SELECTION >>
>> Start
Skip to content

How to Build an Autosave System with Redis Caching and Celery Background Workers

Problem

I wanted to build a collaborative document editor—something like Google Docs where multiple users can edit simultaneously. But I quickly ran into a fundamental problem: saving on every keystroke would absolutely hammer my database.

Think about it: a fast typist might type 10 characters per second. With 10 concurrent users, that’s 100 database writes per second. With 100 users? 1,000 writes per second. My PostgreSQL database was not happy.

I needed an autosave system that felt instant to users but didn’t destroy my database. The solution turned out to be a write-behind caching pattern using Redis and Celery.

Environment

I built this with the following stack:

Development Environment
Python: 3.11.x
Django: 5.x
Redis: 7.x
Celery: 5.x
PostgreSQL: 16.x

What Happened When I Tried Naive Autosave

First, I implemented the simplest approach: save on every change:

naive_autosave.py
# views.py
from django.views import View
from django.http import JsonResponse
from .models import Document
class DocumentUpdateView(View):
def post(self, request, doc_id):
document = Document.objects.get(id=doc_id)
content = request.POST.get('content', '')
# Save EVERY keystroke to database
document.content = content
document.save() # Database write on every character!
return JsonResponse({'status': 'ok'})

This worked for one user. Then I load-tested with 50 concurrent users editing different documents:

Load Test Results
Requests per second: 45 (target was 500)
Average response time: 1.2 seconds
PostgreSQL CPU: 98%
Connection pool: Exhausted
Errors: "connection refused" after 30 seconds

The database became a bottleneck. Each write requires disk I/O, index updates, and potential lock contention. For a collaborative editor, this architecture was fundamentally broken.

Then I tried throttling saves on the frontend:

frontend-throttle.js
// WRONG: Delegating throttling to frontend
let saveTimeout
editor.on('change', (content) => {
clearTimeout(saveTimeout)
saveTimeout = setTimeout(() => {
fetch('/save', { method: 'POST', body: content })
}, 2000) // Save after 2 seconds of inactivity
})

This helped, but created new problems:

  • Users lose up to 2 seconds of work if they close the tab
  • Multiple users editing the same document overwrite each other
  • No visibility into what’s saved vs. what’s in-flight

I needed a backend solution, not a frontend hack.

How to Solve It: Write-Behind Caching with Redis + Celery

The solution is a write-behind caching pattern: store active edits in Redis, then periodically flush to the database using Celery background workers.

Step 1: Store Document Edits in Redis

Instead of writing to the database immediately, I store edits in Redis:

redis_cache.py
import redis
import json
from django.conf import settings
redis_client = redis.Redis.from_url(settings.CELERY_BROKER_URL)
def cache_document_edit(doc_id, user_id, content):
"""
>> End
[Records pointing to named objects]
>> Start
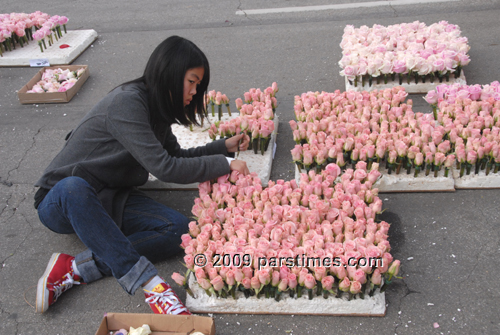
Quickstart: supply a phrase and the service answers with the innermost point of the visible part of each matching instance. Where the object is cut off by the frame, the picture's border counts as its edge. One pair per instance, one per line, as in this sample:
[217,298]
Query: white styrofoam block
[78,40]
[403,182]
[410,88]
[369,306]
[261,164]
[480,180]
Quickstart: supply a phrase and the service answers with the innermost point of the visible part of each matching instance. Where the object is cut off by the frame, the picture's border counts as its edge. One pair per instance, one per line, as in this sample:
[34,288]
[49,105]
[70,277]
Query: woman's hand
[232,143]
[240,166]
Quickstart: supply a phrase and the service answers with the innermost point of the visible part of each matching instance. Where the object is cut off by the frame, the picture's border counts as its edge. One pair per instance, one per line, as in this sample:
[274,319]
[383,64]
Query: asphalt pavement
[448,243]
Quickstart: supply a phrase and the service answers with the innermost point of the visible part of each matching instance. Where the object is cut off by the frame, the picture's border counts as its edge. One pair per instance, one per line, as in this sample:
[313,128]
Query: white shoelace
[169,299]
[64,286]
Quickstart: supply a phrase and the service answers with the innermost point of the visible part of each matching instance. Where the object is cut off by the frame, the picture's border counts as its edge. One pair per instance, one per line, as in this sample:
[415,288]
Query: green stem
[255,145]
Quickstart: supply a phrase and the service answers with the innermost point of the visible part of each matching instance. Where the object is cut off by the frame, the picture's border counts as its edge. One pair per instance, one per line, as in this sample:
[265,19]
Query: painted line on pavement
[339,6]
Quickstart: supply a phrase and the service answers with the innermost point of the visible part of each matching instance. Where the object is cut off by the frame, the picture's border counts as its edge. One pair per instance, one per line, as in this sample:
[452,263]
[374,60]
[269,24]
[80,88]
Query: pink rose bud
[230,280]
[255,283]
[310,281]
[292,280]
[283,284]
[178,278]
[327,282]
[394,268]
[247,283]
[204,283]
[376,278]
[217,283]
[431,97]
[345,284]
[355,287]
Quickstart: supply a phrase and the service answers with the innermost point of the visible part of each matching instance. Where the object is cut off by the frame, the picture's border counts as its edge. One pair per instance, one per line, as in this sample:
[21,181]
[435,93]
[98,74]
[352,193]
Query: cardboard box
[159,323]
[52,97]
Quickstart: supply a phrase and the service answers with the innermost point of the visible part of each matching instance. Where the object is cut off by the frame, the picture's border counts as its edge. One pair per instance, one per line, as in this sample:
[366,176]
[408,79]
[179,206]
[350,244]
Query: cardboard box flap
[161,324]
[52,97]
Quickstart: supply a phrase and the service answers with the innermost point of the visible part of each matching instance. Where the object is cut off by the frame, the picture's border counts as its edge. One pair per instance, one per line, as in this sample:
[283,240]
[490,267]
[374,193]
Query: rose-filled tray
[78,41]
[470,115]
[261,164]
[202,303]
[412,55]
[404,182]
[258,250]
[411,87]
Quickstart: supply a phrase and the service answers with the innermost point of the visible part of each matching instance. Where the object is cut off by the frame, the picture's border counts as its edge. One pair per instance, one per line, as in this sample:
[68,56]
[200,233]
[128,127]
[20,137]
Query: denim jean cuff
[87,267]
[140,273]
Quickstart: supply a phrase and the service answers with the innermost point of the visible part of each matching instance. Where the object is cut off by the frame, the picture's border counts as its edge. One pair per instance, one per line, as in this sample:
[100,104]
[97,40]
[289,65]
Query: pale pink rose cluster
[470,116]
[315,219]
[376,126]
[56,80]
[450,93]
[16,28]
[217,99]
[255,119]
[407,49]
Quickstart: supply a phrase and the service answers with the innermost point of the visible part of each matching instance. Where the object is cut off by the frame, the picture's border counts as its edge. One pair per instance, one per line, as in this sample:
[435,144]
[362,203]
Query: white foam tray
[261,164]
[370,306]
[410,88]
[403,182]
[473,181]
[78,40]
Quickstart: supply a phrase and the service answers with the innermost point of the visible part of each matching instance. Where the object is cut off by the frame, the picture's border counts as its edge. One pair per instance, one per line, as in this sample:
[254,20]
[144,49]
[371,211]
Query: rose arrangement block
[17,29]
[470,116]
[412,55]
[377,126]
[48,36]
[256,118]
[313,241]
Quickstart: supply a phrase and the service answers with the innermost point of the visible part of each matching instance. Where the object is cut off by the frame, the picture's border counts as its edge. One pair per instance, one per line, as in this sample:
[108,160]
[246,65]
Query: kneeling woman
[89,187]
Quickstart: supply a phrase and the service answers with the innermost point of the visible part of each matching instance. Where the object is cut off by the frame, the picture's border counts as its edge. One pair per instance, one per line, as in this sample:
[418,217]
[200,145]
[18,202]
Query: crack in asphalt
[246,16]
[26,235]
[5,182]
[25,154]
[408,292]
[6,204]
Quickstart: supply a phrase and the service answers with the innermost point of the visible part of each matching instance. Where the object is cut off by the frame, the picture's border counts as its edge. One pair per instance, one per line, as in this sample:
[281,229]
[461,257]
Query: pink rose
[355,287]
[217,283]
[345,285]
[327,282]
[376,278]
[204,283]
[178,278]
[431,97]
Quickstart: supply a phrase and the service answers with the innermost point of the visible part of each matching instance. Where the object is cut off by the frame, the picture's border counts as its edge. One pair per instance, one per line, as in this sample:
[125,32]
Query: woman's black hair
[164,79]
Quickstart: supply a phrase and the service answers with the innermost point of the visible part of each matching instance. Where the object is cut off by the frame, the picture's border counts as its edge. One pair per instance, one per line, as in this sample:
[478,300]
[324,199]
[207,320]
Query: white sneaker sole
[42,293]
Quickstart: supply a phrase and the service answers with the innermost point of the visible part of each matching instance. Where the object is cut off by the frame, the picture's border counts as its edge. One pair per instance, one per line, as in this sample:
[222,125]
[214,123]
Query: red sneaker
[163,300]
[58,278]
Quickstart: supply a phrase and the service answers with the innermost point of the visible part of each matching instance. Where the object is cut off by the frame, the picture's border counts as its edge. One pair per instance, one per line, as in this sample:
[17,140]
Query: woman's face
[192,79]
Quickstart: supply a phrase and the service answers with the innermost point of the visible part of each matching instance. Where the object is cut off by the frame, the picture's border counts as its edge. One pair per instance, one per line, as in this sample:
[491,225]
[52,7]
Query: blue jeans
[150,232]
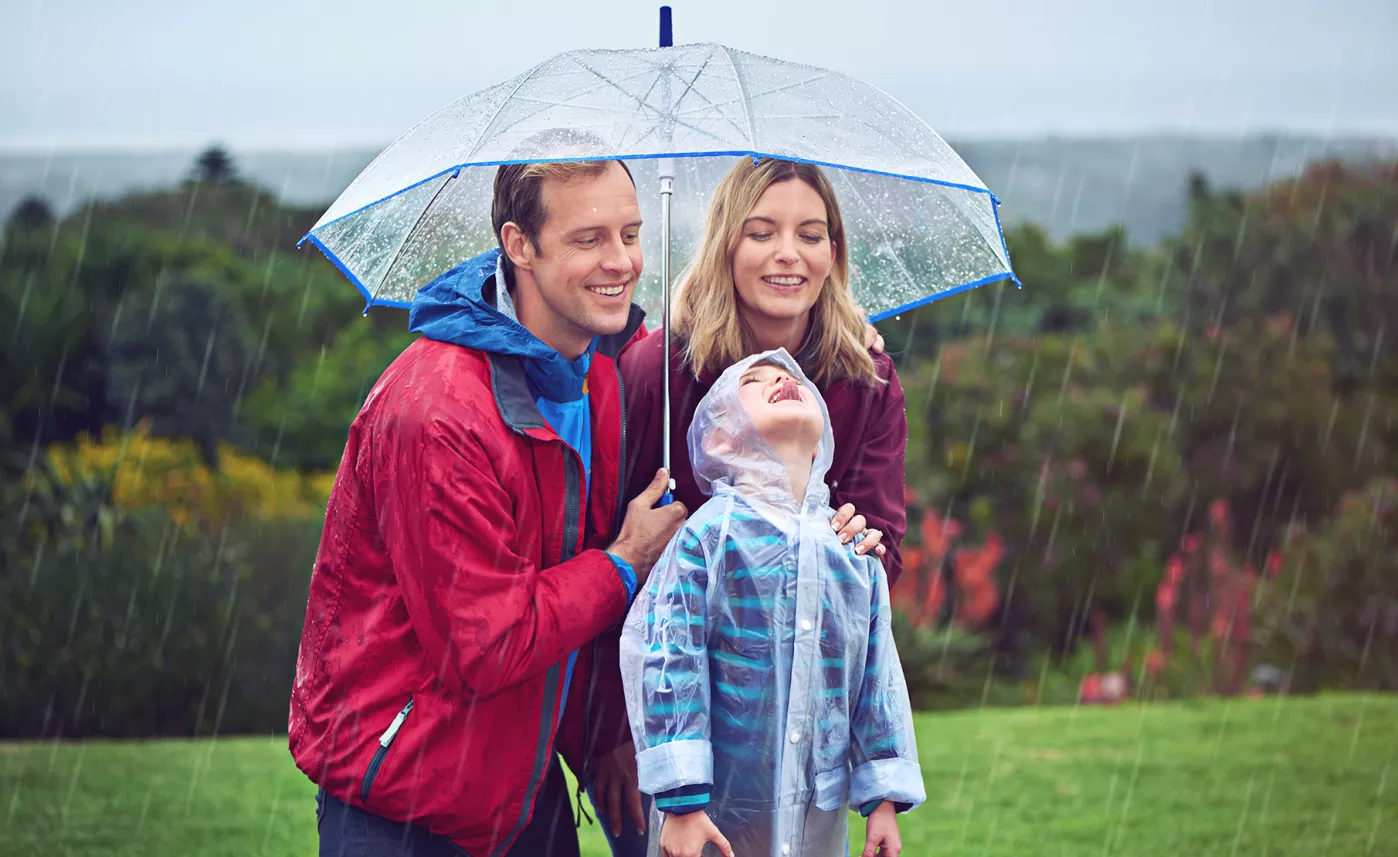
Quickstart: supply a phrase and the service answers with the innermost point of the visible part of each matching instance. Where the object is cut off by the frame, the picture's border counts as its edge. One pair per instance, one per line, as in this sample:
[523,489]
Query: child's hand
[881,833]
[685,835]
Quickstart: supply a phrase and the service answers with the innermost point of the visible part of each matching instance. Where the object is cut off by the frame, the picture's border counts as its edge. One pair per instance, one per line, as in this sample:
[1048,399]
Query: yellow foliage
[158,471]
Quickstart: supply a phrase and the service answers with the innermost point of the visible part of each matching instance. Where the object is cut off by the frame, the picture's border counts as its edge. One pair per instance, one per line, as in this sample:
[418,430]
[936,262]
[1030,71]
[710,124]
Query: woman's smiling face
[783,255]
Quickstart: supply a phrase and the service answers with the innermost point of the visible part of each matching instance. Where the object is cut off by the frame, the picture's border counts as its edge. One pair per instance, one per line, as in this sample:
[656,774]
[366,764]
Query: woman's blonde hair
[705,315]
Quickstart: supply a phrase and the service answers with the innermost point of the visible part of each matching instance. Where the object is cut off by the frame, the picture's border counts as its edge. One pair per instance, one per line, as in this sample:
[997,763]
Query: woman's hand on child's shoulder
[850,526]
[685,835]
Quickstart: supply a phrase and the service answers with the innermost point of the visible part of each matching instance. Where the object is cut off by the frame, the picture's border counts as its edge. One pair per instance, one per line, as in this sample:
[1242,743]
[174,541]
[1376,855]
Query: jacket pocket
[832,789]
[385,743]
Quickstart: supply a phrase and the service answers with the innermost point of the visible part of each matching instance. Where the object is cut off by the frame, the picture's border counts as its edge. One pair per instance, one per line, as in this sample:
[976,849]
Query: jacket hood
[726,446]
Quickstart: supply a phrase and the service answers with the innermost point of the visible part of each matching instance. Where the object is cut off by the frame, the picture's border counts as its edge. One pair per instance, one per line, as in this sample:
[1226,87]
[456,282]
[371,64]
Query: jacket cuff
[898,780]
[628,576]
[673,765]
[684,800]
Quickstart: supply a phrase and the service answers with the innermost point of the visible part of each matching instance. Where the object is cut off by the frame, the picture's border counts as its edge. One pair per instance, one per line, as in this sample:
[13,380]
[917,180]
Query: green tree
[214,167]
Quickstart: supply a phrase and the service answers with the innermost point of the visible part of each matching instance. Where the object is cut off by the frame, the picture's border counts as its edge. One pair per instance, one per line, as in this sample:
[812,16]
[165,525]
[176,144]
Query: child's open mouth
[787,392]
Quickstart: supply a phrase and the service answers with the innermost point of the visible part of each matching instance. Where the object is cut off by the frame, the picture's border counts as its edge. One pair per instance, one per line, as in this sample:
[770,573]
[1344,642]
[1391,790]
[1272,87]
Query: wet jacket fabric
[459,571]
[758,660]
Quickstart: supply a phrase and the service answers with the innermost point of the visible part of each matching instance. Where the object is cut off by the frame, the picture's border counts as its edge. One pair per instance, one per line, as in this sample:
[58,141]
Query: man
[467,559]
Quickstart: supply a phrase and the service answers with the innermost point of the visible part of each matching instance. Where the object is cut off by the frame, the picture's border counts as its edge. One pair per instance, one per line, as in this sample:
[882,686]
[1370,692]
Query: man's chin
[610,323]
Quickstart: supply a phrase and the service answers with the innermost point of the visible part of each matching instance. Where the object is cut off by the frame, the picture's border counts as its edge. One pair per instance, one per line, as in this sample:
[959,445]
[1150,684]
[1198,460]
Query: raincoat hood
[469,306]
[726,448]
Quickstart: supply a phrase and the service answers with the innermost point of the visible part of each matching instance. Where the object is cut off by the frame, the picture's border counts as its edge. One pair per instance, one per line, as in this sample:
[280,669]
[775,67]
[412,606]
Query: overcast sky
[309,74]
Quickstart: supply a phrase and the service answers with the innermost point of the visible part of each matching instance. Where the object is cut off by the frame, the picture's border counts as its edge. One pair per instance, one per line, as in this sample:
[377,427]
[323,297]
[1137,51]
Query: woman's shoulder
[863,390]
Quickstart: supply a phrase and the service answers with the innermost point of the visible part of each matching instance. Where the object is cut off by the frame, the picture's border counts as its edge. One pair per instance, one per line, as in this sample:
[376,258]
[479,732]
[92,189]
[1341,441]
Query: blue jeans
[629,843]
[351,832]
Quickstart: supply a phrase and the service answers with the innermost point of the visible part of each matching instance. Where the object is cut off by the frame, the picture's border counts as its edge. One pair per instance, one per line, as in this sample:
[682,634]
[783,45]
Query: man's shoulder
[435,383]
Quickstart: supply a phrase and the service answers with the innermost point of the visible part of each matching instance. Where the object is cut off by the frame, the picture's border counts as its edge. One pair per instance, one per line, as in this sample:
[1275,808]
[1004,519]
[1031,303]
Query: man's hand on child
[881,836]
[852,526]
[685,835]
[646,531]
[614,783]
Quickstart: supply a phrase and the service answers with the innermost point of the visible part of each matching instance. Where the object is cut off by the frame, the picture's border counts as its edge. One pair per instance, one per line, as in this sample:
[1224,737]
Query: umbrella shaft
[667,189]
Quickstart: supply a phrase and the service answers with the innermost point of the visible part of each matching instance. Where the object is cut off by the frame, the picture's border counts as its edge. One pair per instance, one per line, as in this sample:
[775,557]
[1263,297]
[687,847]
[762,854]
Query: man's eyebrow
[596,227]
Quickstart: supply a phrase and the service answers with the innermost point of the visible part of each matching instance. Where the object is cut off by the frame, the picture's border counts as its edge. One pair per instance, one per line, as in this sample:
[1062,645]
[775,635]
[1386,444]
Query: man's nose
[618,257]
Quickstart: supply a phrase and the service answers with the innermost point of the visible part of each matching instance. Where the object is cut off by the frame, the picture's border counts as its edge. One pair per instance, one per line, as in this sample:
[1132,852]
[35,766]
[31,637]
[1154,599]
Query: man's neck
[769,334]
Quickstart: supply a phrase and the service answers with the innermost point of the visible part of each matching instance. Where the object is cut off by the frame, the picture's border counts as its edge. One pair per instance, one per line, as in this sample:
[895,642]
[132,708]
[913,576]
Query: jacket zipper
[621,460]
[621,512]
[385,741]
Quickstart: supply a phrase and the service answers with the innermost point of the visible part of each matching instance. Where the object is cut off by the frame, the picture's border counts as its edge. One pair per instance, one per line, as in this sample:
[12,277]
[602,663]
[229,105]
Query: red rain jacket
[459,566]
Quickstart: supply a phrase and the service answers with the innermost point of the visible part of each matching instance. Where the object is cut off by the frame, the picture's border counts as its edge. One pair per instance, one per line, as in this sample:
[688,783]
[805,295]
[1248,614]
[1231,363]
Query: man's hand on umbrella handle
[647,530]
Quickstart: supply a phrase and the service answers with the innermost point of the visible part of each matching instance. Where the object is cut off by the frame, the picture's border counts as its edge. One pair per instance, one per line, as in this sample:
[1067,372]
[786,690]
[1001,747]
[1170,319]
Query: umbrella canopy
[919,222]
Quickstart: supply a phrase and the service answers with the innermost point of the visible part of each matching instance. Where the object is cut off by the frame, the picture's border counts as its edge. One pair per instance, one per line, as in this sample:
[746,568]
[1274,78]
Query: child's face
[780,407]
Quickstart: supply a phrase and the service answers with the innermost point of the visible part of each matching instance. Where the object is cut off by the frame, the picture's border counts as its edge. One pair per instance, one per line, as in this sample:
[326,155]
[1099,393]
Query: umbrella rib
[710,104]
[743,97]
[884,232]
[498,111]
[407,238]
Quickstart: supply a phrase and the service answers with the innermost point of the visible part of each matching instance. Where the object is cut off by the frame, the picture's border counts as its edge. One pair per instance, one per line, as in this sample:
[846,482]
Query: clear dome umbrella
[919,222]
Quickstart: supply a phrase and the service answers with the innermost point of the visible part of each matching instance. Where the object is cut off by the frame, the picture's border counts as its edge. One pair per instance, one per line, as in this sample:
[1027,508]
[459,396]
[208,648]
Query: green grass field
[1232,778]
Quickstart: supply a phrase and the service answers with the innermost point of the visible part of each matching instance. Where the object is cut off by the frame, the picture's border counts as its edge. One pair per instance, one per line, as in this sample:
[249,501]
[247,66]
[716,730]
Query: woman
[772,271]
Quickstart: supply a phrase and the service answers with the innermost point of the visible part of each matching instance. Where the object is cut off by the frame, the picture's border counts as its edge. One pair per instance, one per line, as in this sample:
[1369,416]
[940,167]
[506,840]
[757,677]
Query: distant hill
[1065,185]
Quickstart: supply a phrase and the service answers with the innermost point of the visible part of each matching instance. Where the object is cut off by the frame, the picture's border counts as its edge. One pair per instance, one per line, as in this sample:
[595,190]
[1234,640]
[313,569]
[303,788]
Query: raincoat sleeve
>> End
WRITTEN INSTRUCTION 1 >>
Name each component of the development stack given in the autosave article, along with its version.
WRITTEN INSTRUCTION 2 >>
In the autosave article, what average response time did the load test with 50 concurrent users produce?
WRITTEN INSTRUCTION 3 >>
Resume the autosave article from the point where it stops.
The listing above is material separate from the autosave article.

EXERCISE ANSWER 1 >>
Python 3.11.x, Django 5.x, Redis 7.x, Celery 5.x, PostgreSQL 16.x

EXERCISE ANSWER 2 >>
1.2 seconds

EXERCISE ANSWER 3 >>
Store document edit in Redis cache.
Key format: active_doc:{doc_id}
"""
cache_key = f'active_doc:{doc_id}'
# Store content and metadata
cache_data = {
'content': content,
'last_modified': time.time(),
'modified_by': user_id
}
# Set with 10-minute TTL (safety net for cleanup)
redis_client.setex(
cache_key,
600, # 10 minutes
json.dumps(cache_data)
)
# Track this document as "active" for the Celery worker
redis_client.sadd('active_documents', doc_id)
return True

Step 2: Create Celery Periodic Task for Persistence

A Celery worker runs periodically to persist cached changes:

celery_tasks.py
from celery import shared_task
from celery.schedules import crontab
from django.conf import settings
import redis
import json
redis_client = redis.Redis.from_url(settings.CELERY_BROKER_URL)
@shared_task
def persist_active_documents():
"""
Periodically flush Redis cache to database.
Runs every 30 seconds.
"""
# Get all active document IDs
active_doc_ids = redis_client.smembers('active_documents')
if not active_doc_ids:
return {'persisted': 0}
persisted_count = 0
errors = []
for doc_id in active_doc_ids:
doc_id = doc_id.decode() if isinstance(doc_id, bytes) else doc_id
cache_key = f'active_doc:{doc_id}'
try:
# Get cached data
cached = redis_client.get(cache_key)
if not cached:
# Document no longer in cache, remove from active set
redis_client.srem('active_documents', doc_id)
continue
data = json.loads(cached)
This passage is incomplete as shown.